Write down every entry below once more, exactly.

Input for this task —

*****

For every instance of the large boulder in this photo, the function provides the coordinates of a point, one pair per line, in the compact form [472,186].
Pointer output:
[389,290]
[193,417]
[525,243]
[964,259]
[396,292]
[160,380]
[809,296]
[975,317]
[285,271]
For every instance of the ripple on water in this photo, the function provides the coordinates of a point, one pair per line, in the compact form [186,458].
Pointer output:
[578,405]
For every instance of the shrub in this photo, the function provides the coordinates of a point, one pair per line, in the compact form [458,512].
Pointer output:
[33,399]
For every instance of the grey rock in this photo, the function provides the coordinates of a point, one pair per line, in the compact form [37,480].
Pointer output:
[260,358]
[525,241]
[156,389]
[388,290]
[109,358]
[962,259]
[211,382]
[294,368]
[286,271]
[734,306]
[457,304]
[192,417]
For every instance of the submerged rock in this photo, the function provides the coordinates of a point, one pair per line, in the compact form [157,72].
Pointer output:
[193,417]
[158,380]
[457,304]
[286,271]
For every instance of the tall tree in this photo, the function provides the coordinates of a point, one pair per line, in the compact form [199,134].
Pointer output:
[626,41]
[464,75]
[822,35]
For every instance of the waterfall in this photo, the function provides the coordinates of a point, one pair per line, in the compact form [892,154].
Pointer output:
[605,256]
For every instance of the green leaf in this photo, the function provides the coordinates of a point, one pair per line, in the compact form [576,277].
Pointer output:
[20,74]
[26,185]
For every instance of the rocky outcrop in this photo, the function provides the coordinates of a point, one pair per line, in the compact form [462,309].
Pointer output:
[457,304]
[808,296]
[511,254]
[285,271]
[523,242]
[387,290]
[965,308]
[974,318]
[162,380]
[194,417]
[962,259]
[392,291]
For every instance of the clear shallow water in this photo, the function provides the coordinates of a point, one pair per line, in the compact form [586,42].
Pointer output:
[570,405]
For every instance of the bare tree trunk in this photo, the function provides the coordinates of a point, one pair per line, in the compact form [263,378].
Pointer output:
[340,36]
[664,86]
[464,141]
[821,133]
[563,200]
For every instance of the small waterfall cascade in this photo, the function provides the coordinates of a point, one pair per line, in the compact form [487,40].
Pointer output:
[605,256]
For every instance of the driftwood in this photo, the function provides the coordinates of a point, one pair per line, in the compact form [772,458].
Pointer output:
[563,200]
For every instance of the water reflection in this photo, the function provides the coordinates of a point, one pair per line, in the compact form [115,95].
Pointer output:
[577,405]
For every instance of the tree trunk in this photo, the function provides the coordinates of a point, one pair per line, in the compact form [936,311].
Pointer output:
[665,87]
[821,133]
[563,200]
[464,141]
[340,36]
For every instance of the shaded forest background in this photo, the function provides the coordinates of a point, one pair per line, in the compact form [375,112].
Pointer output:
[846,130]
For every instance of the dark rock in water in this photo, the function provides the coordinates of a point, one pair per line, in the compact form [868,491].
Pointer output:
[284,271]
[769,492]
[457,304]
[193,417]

*****

Exercise output —
For every instance of the large boulder in this photo, the function provides the coordinates of a point, one pair per line, in the compact form [472,186].
Pointer output:
[389,290]
[193,417]
[525,243]
[964,259]
[396,292]
[160,380]
[809,296]
[975,317]
[285,271]
For every instance of the ripple on water in this photo, the function provides the coordinates of a point, one pair per line, in the compact form [186,458].
Pointer output:
[578,405]
For every instance of the shrub in this photo, the function provides the coordinates of a point, one pair per line, in the compact form [458,512].
Pointer output:
[33,399]
For every instance of the grey rock in this photo, the function provides the coordinates of a point, one pair per line, in the compact form [37,480].
Pointer output:
[260,358]
[525,241]
[156,389]
[388,290]
[109,358]
[962,259]
[211,382]
[294,368]
[286,271]
[734,306]
[457,304]
[192,417]
For every instance of the submerged rock in this photo, the function provides the coordinates of a point, one pair per line, in the compact form [157,72].
Pointer output:
[193,417]
[158,380]
[457,304]
[286,271]
For every instance of the tall tree in this photo, the function provides the coordinates of a point, one pair per line, in the compact form [199,134].
Pointer output:
[626,41]
[464,75]
[822,35]
For every instance of the waterfall in this photo, the function provides the coordinates of a point, one pair per line, in the compact form [892,154].
Pointer output:
[605,256]
For every instance of the green leaf in this photo, the function provides the coordinates of a point, one pair per line, in the compact form [576,277].
Pointer output:
[20,74]
[26,185]
For every instance of the rocky outcrop in this photo, the function provides the coordinates of a point, one pair per line, in the compact form [462,309].
Pointer output:
[457,304]
[808,296]
[511,254]
[285,271]
[523,242]
[387,290]
[965,308]
[974,318]
[162,380]
[194,417]
[962,259]
[392,291]
For every instance of the clear shallow water in this photo, the function provides the coordinates of a point, one pair per line, in the compact form [586,42].
Pointer output:
[570,405]
For every instance of the bare tree trunk in this photo, the function provides the coordinates of a point, one pair per line, in the compact form [263,378].
Pointer output:
[340,36]
[664,86]
[464,141]
[821,133]
[563,200]
For every instance of the small waterfall cascade in this photo, the function provides the coordinates of a point, one pair per line, in the compact form [487,40].
Pointer output:
[605,256]
For every instance of the driftwood in this photo, the function provides the coordinates of a point, one pair per line, in the compact form [772,458].
Pointer output:
[563,200]
For every instance of the water reflection in this photo, the function provides the coordinates of a point, one pair per line, in the compact form [115,95].
Pointer output:
[577,405]
For every instance of the tree trunk in this photo, the function provides the coordinates of a point, one pair per line, in the compact form [936,311].
Pointer output:
[665,87]
[821,133]
[563,200]
[464,141]
[340,36]
For every instance of the shaded forest background in this photo, the function provides the coordinates of a point, one pair per line, in the compact form [375,112].
Pointer output:
[846,130]
For every instance of the dark rock in water in this photo, the function provides the coordinates of a point, one pair per line, in the compact form [868,491].
Pointer output:
[284,271]
[769,492]
[457,304]
[193,417]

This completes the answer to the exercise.